** Task brief **
Please rewrite the material from the line containing "of the dirt" to the end of the material, changing "dirt road" to "gravel path" and leaving everything else the same. Don't include the pictures in your answer.

begin Input material

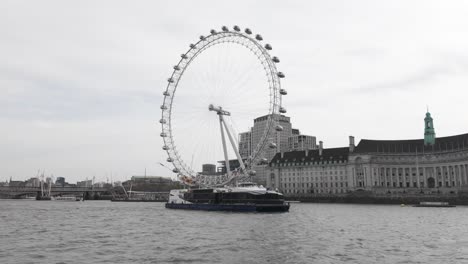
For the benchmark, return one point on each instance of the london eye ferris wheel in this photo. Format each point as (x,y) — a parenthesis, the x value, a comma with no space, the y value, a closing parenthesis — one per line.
(219,85)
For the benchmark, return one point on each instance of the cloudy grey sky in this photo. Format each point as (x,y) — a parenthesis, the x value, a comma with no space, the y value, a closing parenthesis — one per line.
(81,81)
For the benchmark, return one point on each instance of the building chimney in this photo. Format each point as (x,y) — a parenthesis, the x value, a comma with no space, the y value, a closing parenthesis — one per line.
(351,144)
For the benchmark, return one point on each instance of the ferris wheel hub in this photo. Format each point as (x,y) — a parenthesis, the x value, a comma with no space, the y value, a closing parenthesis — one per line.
(218,109)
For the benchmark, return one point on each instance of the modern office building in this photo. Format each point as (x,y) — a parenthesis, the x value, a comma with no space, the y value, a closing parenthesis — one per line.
(301,142)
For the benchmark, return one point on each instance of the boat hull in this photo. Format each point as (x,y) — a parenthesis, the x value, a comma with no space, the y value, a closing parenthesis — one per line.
(231,207)
(432,205)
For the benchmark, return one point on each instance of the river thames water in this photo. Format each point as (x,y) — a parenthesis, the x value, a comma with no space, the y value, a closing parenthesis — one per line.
(109,232)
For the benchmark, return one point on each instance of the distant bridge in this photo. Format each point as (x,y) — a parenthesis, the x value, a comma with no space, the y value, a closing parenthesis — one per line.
(19,191)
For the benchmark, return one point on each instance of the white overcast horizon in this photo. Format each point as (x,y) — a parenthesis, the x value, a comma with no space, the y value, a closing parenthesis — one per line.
(81,82)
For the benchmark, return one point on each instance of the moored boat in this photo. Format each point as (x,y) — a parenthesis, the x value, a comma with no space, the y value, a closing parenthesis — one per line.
(246,197)
(434,204)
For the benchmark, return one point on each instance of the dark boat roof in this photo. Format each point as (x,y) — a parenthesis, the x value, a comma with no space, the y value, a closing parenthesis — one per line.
(442,144)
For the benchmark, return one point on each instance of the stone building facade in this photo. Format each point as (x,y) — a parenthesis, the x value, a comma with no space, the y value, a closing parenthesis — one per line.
(425,165)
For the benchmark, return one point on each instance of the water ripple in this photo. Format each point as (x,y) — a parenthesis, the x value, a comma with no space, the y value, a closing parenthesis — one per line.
(105,232)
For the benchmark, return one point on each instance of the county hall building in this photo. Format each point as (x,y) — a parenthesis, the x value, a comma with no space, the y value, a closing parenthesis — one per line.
(428,165)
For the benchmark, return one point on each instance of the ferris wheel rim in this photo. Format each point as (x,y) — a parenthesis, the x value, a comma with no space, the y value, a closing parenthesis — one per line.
(215,38)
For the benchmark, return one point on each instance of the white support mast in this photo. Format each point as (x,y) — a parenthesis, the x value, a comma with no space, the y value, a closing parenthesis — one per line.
(226,158)
(233,144)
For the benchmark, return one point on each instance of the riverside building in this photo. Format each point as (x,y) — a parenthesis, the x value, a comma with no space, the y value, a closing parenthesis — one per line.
(428,165)
(288,138)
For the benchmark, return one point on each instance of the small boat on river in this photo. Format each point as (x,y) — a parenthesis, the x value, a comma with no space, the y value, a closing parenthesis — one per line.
(434,204)
(245,197)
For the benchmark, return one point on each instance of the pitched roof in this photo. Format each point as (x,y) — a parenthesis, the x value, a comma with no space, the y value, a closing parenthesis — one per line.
(412,145)
(312,155)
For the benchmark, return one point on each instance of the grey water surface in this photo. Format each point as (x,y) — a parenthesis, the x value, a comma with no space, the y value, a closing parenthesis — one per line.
(109,232)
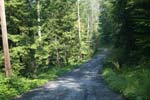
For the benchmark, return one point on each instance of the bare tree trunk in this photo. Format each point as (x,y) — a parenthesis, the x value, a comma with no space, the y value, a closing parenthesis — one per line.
(5,39)
(39,20)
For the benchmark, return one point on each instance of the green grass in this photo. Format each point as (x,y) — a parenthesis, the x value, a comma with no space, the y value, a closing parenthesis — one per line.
(132,83)
(10,88)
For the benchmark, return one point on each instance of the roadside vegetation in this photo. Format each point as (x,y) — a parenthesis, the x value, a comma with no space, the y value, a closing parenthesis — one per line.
(125,25)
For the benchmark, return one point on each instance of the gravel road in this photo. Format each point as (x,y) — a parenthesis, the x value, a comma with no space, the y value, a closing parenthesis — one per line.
(83,83)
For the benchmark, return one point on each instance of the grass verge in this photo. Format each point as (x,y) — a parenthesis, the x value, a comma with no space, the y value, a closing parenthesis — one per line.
(14,86)
(133,84)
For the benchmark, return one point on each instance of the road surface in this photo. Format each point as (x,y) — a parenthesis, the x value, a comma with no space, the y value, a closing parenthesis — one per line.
(83,83)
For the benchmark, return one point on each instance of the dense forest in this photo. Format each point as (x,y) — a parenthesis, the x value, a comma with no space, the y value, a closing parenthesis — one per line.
(50,37)
(125,26)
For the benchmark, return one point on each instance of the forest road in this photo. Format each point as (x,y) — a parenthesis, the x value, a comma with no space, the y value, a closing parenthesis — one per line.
(83,83)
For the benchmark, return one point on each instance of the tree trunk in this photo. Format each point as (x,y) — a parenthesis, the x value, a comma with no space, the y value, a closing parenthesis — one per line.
(39,20)
(79,22)
(5,39)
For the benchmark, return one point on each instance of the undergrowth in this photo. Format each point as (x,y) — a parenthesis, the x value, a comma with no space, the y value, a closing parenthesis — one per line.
(15,86)
(132,83)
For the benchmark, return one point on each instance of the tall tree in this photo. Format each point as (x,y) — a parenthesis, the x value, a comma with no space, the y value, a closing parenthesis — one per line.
(5,39)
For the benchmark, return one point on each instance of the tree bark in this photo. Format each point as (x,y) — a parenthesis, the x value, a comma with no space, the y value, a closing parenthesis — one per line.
(5,39)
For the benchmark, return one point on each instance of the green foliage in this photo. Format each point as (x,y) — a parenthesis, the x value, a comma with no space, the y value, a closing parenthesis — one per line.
(14,86)
(134,84)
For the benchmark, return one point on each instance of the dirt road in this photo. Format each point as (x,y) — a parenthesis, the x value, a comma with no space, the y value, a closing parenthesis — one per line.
(83,83)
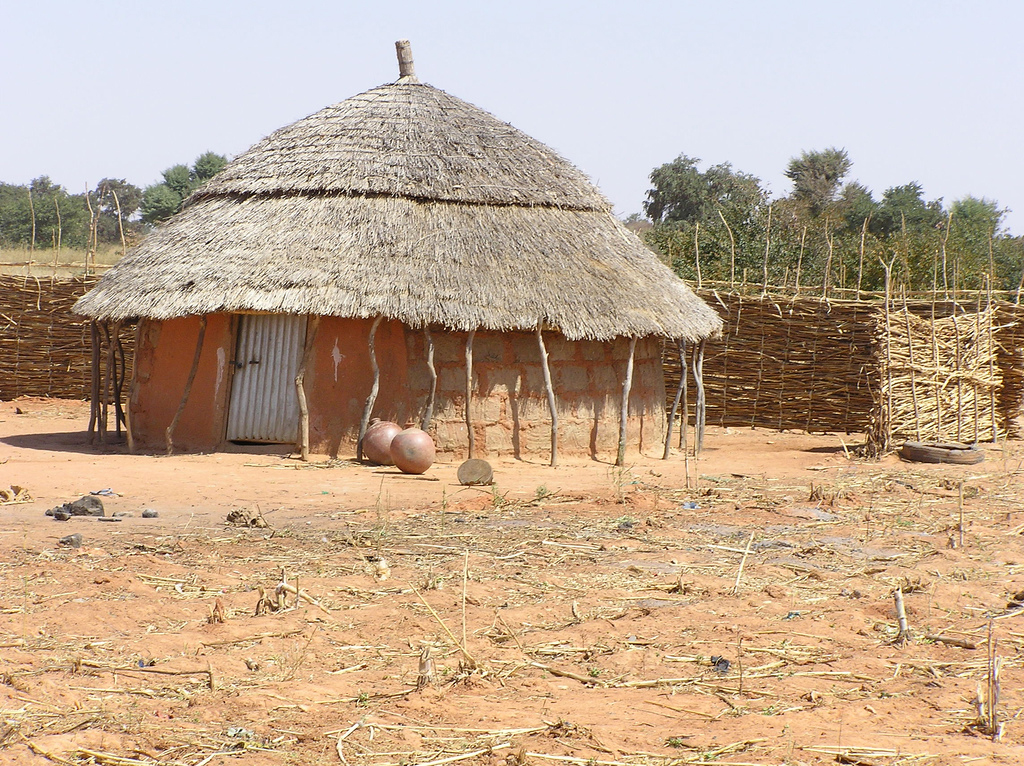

end Input material

** The answer **
For the benchmark, return one point on each instance of the gravel path in this photo. Format each point as (x,y) — a parenthesis, the x value, a comma with no space, the y value, a closing parenthesis — one per line.
(83,83)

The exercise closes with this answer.